▸ **WHAT TO WORK ON**:
Gather every line of the records below that contains the word "rooftop", copying each one in full. Case counts.

▸ **INFORMATION SHOWN**:

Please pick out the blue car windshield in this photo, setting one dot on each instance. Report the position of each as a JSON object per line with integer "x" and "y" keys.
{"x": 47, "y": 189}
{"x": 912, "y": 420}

...

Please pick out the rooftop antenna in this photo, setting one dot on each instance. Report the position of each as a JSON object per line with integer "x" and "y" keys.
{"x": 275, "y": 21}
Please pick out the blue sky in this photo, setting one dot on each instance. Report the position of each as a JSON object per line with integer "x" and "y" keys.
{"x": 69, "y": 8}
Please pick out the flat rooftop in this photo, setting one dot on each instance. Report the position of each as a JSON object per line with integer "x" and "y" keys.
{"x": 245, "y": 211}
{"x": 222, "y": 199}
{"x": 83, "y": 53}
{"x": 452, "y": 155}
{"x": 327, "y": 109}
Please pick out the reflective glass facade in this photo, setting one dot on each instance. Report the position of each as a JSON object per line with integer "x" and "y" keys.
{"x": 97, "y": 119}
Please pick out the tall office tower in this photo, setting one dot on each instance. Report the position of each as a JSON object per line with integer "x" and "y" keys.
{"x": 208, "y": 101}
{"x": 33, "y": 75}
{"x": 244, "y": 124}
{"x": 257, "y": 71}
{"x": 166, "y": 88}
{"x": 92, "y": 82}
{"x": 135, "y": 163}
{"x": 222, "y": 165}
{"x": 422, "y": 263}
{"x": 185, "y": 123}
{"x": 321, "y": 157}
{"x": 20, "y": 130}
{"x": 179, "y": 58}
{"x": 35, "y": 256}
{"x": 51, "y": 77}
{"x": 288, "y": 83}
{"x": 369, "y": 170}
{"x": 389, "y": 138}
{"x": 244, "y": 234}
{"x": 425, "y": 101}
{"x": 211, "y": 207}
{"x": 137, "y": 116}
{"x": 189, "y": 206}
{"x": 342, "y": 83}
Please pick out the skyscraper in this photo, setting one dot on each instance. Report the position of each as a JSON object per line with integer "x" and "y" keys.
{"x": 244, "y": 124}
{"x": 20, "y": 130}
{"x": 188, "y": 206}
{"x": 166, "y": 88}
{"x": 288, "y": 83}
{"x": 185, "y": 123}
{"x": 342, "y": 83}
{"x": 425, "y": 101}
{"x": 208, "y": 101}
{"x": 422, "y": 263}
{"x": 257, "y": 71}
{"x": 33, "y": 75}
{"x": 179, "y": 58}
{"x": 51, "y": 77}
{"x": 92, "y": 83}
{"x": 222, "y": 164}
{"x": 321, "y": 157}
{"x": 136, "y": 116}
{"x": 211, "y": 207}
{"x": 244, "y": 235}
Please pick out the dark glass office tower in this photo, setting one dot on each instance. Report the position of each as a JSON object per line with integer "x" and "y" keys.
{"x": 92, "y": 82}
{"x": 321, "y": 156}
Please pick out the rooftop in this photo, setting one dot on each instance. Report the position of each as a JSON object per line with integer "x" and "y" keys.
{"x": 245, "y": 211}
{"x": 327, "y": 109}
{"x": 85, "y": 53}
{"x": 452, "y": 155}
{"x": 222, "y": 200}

▸ **THE REPLY**:
Please pick out the rooftop antenna in this photo, setting one dot on each instance. Report the position of each as a JSON object per line with integer "x" and "y" keys.
Please pick out the flat rooftop in this photo, setting one dot on each instance. Report the position of each as a JSON object per line with integer "x" and "y" keys.
Please pick out the rooftop in this photo, setting one dot on each instance. Report the position of each as a JSON object per line with integer "x" and "y" keys.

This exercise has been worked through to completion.